Abstract
The main subject of this study was about the structural behavior of two-side clamped steel plate shear walls, which are appropriate to be implemented into existing structures for seismic retrofit. Full-scale two-side clamped steel plate shear wall specimens made of low-yield point steel and conventional steel grade were tested. Test results showed that the thin plate made of low-yield point steel possesses a deformation capacity without strength degradation three times greater than that of conventional steel. Its cumulative ductility was also increased by up to 3.2 times in comparison to the thin plate made of conventional steel. The premature material yielding and enhanced ductility influence on the development of the tension field action with multi-struts, which has become the main load-carrying mechanism of thin plates. To further investigate their cyclic behaviors at the post-buckling stage, this study constructed analysis models that can capture the test results of two-side clamped thin-plate specimens. The principal stress and angle distribution obtained from the analysis results demonstrated that the thin plate made of low-yield point steel under significantly larger drift ratios was in a pure shear stress state at both its center and the vicinity of the horizontal boundary element. From the test and analysis results, the entire cross section of thin wall made of low-yield point steel was yielded so that a design equation for four-side clamped thin walls prescribed in the current seismic codes was applied to two-side clamped thin walls made of low-yield point steel.

____

Challenges:
- A) According to the abstract, by how much did the cumulative ductility of the low-yield point steel thin plate increase compared with the conventional steel thin plate?
- B) Extract every line of the records that contains the string "flag", treating case as significant.

Provided records:
____

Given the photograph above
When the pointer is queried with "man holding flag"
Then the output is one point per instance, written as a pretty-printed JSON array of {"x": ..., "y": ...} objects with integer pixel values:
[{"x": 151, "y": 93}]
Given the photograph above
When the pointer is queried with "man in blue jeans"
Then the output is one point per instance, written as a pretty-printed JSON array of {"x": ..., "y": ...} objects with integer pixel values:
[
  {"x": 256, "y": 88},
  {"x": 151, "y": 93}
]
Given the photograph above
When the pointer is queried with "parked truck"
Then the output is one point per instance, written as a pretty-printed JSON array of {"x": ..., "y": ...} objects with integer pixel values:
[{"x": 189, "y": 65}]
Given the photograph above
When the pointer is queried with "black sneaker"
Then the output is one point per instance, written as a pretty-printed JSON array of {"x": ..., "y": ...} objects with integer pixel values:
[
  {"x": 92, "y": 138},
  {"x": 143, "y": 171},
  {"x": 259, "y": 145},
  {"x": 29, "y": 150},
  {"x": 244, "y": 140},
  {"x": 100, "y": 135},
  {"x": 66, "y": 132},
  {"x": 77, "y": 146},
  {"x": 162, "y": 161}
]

____

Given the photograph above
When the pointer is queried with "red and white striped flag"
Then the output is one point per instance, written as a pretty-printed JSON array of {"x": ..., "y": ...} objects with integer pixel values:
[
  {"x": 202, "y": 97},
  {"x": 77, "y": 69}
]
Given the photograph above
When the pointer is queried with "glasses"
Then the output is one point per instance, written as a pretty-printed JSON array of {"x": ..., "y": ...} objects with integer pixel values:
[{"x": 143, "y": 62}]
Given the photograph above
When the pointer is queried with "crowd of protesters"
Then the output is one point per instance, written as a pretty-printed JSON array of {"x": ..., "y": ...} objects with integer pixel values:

____

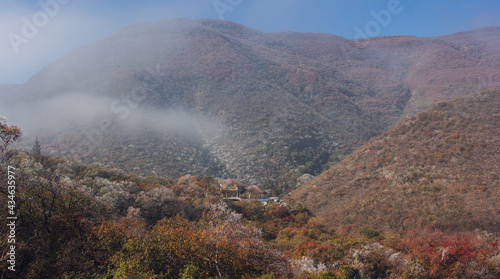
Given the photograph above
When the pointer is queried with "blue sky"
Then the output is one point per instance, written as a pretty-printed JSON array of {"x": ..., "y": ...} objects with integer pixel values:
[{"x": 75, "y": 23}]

____

Task-by-task outputs:
- A) It increased by up to 3.2 times.

- B)
When the pointer is queried with "man holding flag"
When the pointer is queried with "red and white striped flag"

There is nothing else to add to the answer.